SUPPLIED PASSAGE:
===============
Nando’s CEO ad: Great fun, but is it effective?

I love the Nando’s CEO campaign, but it’s still an old school advertising campaign in the ‘interrupting the viewer’ model. There is no doubt that it’s witty and clever and it uses multiple channels effectively, but I am not convinced that it will retain appeal after the initial reaction from viewers.

I have always been a fan of opportunistic advertising, and I love the new Nando’s viral ad. In tried and tested Nando’s style, it makes sure that it will be noticed, and that is always the biggest problem that advertising faces!

When you are thinking in the traditional marketing way, you think of how to interrupt people. You find people driving down a road and you put up a billboard, you find people watching a movie on TV so you put in an ad, but they will just ignore you unless you do something to get noticed. The ad must be relevant, original and impactful. There are so many ads out there that our best defence is to ignore what we don’t care about.

The Nando’s CEO campaign does an excellent job of interrupting you because it is able to ride on the massive awareness created by the huge Cell C campaign.

In case you missed it, you can check it out right here:

In January I was persuaded to write a forecast for the year ahead. You know the kind of thing which we all get completely wrong and hope will be soon forgotten. I called it “2010 – The year the penny drops?” I felt that marketers and agencies would start getting the message and start understanding the power of the internet in 2010.

Looking back on the year, I think at least some of that has happened.

There is no point in rehashing the Cell C campaign, but under the cover of Noahgate, Cell C is running a drive to establish its data product. If any of you have used the Cell C speedstick you will know as I do that the third mobile operator does currently provide the best broadband data product in South Africa.

Did the Trevor Noah campaign help them spread the message in any way? I doubt it. In fact I think it made the job more difficult as they had created a crisis of trust. What helped was when the early adopters started using the product they loved it and told their friends. I was given a 5GB Speedstick by Lars Reichelt, the actual CEO of Cell C and I know I have told my 10 000 closest friends about how well it works.

I have met Lars Reichelt a number of times since my articles on Cell C appeared. I like him, I think that his strategy is good. I think that he really cares about the customer experience; I think that he is sincere about delivery. I have also experienced his personal commitment to this goal. Having said all that, I still think that the campaign was a waste.

Neither campaign has used the internet as well as they could have. Nando’s merely used the internet as a channel to broadcast their message, while Cell C’s use has been really to stumble about in the channel talking about engagement but really mostly doing an enormous amount for ad industry profitability.
===============
DATA SHOWN:
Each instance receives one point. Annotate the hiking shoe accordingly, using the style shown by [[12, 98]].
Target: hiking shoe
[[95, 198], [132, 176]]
===============
YOUR OBJECTIVE:
Write out the part of the article on the Nando's CEO ad that starts with "I have met Lars" and ends with "was a waste.", replacing "customer experience" with "user experience". The lines above play no part in this.

OUTPUT:
I have met Lars Reichelt a number of times since my articles on Cell C appeared. I like him, I think that his strategy is good. I think that he really cares about the user experience; I think that he is sincere about delivery. I have also experienced his personal commitment to this goal. Having said all that, I still think that the campaign was a waste.